Copy the records below exactly as they appear.
======
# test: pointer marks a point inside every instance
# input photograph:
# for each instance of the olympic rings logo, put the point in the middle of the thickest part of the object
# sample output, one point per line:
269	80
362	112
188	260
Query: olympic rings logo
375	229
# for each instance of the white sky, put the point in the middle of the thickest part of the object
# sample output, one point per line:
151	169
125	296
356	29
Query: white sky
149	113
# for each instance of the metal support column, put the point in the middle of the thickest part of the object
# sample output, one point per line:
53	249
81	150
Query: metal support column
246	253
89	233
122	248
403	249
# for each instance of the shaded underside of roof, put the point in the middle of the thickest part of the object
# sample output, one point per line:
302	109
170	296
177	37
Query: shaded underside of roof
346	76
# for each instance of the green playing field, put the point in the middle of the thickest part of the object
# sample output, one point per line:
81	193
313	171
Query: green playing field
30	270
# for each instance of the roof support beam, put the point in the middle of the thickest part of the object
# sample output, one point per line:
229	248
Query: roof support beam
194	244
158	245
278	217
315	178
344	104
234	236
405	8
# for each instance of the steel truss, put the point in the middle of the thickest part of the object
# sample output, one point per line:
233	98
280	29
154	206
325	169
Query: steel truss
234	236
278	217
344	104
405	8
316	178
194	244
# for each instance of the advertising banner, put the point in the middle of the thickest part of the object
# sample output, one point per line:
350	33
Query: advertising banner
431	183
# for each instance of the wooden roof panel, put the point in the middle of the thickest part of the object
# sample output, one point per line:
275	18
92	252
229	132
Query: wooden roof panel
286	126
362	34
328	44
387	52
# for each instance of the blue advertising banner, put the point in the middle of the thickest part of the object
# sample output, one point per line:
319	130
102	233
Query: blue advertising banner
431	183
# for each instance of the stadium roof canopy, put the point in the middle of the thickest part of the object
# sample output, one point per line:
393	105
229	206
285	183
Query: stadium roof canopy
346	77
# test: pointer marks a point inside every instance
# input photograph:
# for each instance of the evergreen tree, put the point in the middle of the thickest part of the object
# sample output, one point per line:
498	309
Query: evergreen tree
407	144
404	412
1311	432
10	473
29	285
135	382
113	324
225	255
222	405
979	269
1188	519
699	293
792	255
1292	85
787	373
======
**Written reply**
# test: pointer marks a point inside every instance
# input photograph:
# for each instance of the olympic rings logo, put the point in the middle of the thickest part of the object
# sample output, one point per line:
269	80
362	112
188	260
Query: olympic rings logo
375	229
# for each instance of the white sky, put the point in the middle of the thickest part of the object
# sample output, one point per line:
151	169
125	296
356	29
Query: white sky
149	113
# for each instance of the metal support column, put the point in the middle of the thickest part of the object
# sample output, one point per line:
53	249
81	150
Query: metal support column
246	253
89	233
122	248
403	249
# for each instance of the shaded underside of roof, put the point in the middle of the thickest part of the object
# sample output, one point per line:
302	109
170	296
177	37
Query: shaded underside of roof
346	76
# for each instance of the green playing field, put the point in the middle of the thickest part of the object
# sample output, one point per line:
81	193
313	171
Query: green playing field
30	270
# for each instance of the roof support beam, put the point in the middle of the thickest part of the object
# sample output, one point per line:
229	248
Query: roof support beam
194	244
158	245
278	217
315	178
344	104
234	236
405	8
# for each instance of the steel truss, put the point in the middle of the thickest part of the object
# sample output, one point per line:
233	98
280	29
154	206
325	169
Query: steel truss
234	236
278	217
344	104
405	8
316	178
194	244
# for each instance of the advertising banner, put the point in the middle of the thickest part of the object
# sample output, one point per line:
350	33
Query: advertising banner
431	183
# for each instance of the wooden roof panel, put the point in the middle of the thickest part of the object
# sample output, one point per line:
275	18
92	252
229	132
Query: wooden roof panel
286	126
362	34
328	44
387	52
# for each instance of the blue advertising banner, put the point in the middle of the thickest part of the object
# sample output, one point per line:
319	130
102	233
Query: blue advertising banner
431	183
# for each instance of the stadium roof canopy, put the point in the middle of the thickest part of the object
# sample output, one point per line:
393	105
229	206
285	183
Query: stadium roof canopy
346	77
# test: pointer marks a point inside every instance
# input photograph:
# for each instance of the evergreen tree, put the point in the middle of the thickest part of the object
# sample output, one point per line:
498	309
Query: evergreen tree
407	144
404	412
1311	432
10	473
29	285
135	382
113	324
225	255
222	405
979	269
1188	519
699	293
792	255
1292	85
787	373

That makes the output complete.